EXERCISE INPUTS.
§ §

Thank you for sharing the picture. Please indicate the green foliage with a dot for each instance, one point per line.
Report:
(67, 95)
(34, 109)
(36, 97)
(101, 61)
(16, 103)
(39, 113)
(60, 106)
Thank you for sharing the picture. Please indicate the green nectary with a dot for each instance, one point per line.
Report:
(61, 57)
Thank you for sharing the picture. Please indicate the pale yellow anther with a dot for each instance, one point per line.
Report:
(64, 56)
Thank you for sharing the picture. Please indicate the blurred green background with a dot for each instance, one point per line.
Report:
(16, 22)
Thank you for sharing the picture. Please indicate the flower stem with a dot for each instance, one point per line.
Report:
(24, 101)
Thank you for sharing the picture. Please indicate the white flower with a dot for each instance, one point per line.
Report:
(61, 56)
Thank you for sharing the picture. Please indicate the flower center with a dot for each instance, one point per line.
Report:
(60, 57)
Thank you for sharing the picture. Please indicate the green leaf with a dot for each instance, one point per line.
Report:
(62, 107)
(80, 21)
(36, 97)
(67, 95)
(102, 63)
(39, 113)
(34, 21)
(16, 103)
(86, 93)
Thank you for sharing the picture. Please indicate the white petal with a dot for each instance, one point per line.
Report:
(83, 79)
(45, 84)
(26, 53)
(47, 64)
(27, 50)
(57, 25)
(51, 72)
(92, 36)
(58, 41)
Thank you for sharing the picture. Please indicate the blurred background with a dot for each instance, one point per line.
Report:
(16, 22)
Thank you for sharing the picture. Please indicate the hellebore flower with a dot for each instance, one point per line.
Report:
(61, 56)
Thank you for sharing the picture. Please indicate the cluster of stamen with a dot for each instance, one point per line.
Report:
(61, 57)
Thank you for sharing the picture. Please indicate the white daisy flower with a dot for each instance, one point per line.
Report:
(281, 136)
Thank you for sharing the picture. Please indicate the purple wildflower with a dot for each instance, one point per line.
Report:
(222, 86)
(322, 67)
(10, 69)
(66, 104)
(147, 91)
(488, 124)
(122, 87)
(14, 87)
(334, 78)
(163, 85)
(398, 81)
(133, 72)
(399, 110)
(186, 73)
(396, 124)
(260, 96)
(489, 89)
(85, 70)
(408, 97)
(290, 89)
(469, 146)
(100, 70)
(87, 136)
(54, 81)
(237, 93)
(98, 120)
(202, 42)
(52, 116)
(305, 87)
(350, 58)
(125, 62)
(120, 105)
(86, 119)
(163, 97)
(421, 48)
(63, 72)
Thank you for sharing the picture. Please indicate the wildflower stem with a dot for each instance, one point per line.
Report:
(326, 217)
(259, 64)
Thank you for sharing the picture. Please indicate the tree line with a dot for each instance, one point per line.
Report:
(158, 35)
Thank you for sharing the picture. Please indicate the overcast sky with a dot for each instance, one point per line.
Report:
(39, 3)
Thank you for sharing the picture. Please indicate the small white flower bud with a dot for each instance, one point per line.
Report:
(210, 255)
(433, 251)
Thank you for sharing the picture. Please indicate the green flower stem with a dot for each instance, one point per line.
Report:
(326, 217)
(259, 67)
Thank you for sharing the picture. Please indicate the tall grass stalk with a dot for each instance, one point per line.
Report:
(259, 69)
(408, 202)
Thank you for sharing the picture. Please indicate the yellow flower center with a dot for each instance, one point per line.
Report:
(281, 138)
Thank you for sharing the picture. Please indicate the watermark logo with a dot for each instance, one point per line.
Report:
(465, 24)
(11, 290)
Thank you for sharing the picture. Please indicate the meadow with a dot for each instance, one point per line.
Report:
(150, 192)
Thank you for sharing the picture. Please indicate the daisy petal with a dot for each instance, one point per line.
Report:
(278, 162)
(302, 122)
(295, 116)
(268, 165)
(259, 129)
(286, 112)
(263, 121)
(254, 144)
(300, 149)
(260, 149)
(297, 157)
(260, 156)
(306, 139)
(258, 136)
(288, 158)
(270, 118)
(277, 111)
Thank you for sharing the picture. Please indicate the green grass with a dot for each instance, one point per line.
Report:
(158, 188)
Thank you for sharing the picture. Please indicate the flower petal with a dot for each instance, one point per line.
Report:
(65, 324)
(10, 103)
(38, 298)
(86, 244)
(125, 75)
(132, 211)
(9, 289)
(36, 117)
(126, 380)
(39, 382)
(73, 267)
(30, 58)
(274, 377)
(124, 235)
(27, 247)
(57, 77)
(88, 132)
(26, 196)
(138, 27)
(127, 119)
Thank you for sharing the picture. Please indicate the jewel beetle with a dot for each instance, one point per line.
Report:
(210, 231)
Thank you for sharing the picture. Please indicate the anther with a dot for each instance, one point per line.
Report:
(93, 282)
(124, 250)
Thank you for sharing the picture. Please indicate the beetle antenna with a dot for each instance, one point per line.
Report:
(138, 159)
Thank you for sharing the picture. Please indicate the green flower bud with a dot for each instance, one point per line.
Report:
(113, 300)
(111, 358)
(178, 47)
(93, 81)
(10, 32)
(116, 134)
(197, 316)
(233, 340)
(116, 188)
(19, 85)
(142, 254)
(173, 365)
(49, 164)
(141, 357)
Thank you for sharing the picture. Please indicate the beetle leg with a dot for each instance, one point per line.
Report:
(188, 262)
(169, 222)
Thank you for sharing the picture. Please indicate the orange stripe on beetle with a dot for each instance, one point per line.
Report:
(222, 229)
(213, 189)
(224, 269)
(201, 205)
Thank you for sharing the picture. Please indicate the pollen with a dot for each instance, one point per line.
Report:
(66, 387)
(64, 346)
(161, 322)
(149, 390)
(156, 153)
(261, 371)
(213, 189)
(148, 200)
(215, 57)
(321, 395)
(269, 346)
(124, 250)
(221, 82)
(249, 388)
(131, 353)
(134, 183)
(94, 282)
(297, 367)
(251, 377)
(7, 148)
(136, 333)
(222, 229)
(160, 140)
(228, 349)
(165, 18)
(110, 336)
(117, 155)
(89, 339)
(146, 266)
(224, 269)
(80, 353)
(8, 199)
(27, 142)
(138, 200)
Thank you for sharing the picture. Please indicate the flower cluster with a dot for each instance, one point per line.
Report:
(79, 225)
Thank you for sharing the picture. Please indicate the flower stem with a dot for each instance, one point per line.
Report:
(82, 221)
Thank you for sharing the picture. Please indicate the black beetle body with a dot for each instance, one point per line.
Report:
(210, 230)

§ §

INSTRUCTION.
Rewrite the records above, changing each "Report" to "Points" and leaving everything else untouched.

TASK SOLUTION.
Thank you for sharing the picture. Please indicate the green foliage with a dot for each instance, one point per line.
Points:
(67, 95)
(34, 109)
(36, 97)
(101, 61)
(16, 103)
(39, 113)
(60, 106)
Thank you for sharing the picture. Please indicate the green nectary with a dot for each instance, one point per line.
Points:
(61, 57)
Thank you for sharing the picture. Please indicate the pale yellow anther with a dot for each instance, one point per line.
Points:
(64, 56)
Thank you for sharing the picture. Please indicate the blurred green background with a dot for each instance, one point per line.
Points:
(16, 22)
Thank you for sharing the picture. Please indicate the flower stem with a dot for each instance, one point per line.
Points:
(24, 101)
Thank you for sharing the picture. Please indicate the white flower with a dot for each instance, one point per line.
Points:
(61, 56)
Thank you for sharing the picture. Please indicate the flower center with a dot for each instance, one point per line.
Points:
(60, 57)
Thank you for sharing the picture. Please indicate the green leaf with a dot for each instance, one point per line.
Points:
(62, 107)
(80, 21)
(36, 97)
(67, 95)
(102, 63)
(39, 113)
(34, 21)
(16, 103)
(86, 93)
Thank you for sharing the picture. Please indicate the white petal with a dot for each instance, one point per line.
Points:
(83, 79)
(45, 84)
(26, 53)
(47, 64)
(27, 50)
(57, 25)
(51, 72)
(92, 36)
(58, 41)
Thank you for sharing the picture. Please indicate the blurred background with a dot for each instance, one point per line.
Points:
(16, 22)
Thank you for sharing the picture. Please indicate the hellebore flower with a dot for each instance, one point per line.
Points:
(61, 56)
Thank you for sharing the picture. Please indicate the cluster of stamen with a dot for each instance, one point per line.
Points:
(61, 57)
Thank you for sharing the picture. Please indicate the white daisy flower with a dot for each instance, one point per line.
Points:
(281, 136)
Thank you for sharing the picture. Please indicate the purple wildflower with a dot for each instance, one point per line.
Points:
(222, 86)
(322, 67)
(10, 69)
(66, 104)
(147, 91)
(488, 124)
(122, 87)
(14, 87)
(334, 78)
(163, 85)
(398, 81)
(133, 72)
(399, 110)
(186, 73)
(396, 124)
(260, 96)
(489, 89)
(85, 70)
(408, 97)
(290, 89)
(469, 146)
(100, 70)
(87, 136)
(54, 81)
(237, 93)
(98, 120)
(202, 42)
(52, 116)
(305, 87)
(350, 58)
(125, 62)
(120, 105)
(86, 119)
(163, 97)
(421, 48)
(63, 72)
Thank you for sharing the picture. Please indicate the wildflower stem with a dot for each instance, one point per line.
Points:
(326, 217)
(259, 64)
Thank you for sharing the picture. Please indicate the tree line with a dot for each instance, one point per line.
Points:
(158, 35)
Thank you for sharing the picture. Please indicate the overcast sky with a dot for each instance, one point per line.
Points:
(39, 3)
Thank you for sharing the picture. Please indicate the small white flower bud with a dot for each instance, one point per line.
Points:
(210, 255)
(433, 251)
Thank you for sharing the picture. Please indicate the green flower stem with a dot for each instance, one point per line.
Points:
(326, 217)
(259, 67)
Thank you for sharing the picture. Please indicate the tall grass stalk with a dot for each instance, one point per line.
Points:
(259, 69)
(408, 202)
Thank you for sharing the picture. Please indicate the yellow flower center with a dot for each instance, one point per line.
Points:
(281, 138)
Thank you for sharing the picture. Please indicate the watermark logo with a dot for each instance, one point per line.
Points:
(465, 24)
(11, 290)
Thank you for sharing the picture. Please indicate the meadow with a dot for each instance, one point per line.
Points:
(150, 192)
Thank you for sharing the picture. Please indicate the daisy petal with a dot for each instance, one point per line.
Points:
(278, 162)
(302, 122)
(295, 116)
(268, 165)
(259, 129)
(286, 112)
(263, 121)
(254, 144)
(300, 149)
(260, 149)
(297, 157)
(260, 156)
(306, 139)
(258, 136)
(288, 158)
(270, 118)
(277, 111)
Thank you for sharing the picture. Please indicate the green grass with a dot for each instance, one point per line.
Points:
(158, 188)
Thank you for sharing the picture. Please indicate the flower petal with a dot for each instance, one point per line.
Points:
(65, 324)
(10, 103)
(38, 298)
(86, 244)
(125, 75)
(132, 211)
(9, 289)
(36, 117)
(126, 380)
(39, 382)
(73, 267)
(30, 58)
(274, 377)
(124, 235)
(27, 247)
(57, 77)
(88, 132)
(26, 196)
(138, 27)
(127, 119)
Thank you for sharing the picture. Please indicate the jewel beetle with a dot for each instance, one point per line.
Points:
(210, 231)
Thank you for sharing the picture. Please indicate the anther with a dot for each instance, one point per line.
Points:
(93, 282)
(124, 250)
Thank you for sharing the picture. Please indicate the beetle antenna with a dot for each instance, one point per line.
Points:
(138, 159)
Thank you for sharing the picture. Please indicate the green flower bud with a dot for each instance, one point per line.
Points:
(113, 300)
(111, 358)
(178, 47)
(93, 81)
(10, 32)
(116, 134)
(197, 316)
(233, 340)
(116, 188)
(19, 85)
(142, 254)
(173, 365)
(49, 164)
(141, 357)
Thank you for sharing the picture. Please indicate the beetle leg with a dot for each instance, one point per line.
Points:
(188, 262)
(169, 222)
Thank you for sharing the picture. Please indicate the orange stripe on beetle with a dot for each instance, one point per line.
Points:
(222, 229)
(213, 189)
(224, 269)
(201, 205)
Thank you for sharing the picture. Please indicate the pollen with a dot for each instance, one point per line.
Points:
(66, 387)
(64, 346)
(161, 322)
(149, 390)
(156, 153)
(261, 371)
(213, 189)
(148, 200)
(215, 57)
(321, 395)
(269, 346)
(124, 250)
(221, 82)
(249, 388)
(131, 353)
(134, 183)
(94, 282)
(297, 367)
(251, 377)
(7, 148)
(136, 333)
(222, 229)
(160, 140)
(228, 349)
(165, 18)
(110, 336)
(117, 155)
(89, 339)
(146, 266)
(224, 269)
(80, 353)
(8, 199)
(27, 142)
(138, 200)
Thank you for sharing the picture. Please indicate the flower cluster with a dot for each instance, one point per line.
Points:
(79, 225)
Thank you for sharing the picture. Please indicate the flower stem with a dot for each instance, one point per line.
Points:
(82, 221)
Thank you for sharing the picture. Please indicate the black beetle body with a dot for each instance, one point per line.
Points:
(210, 230)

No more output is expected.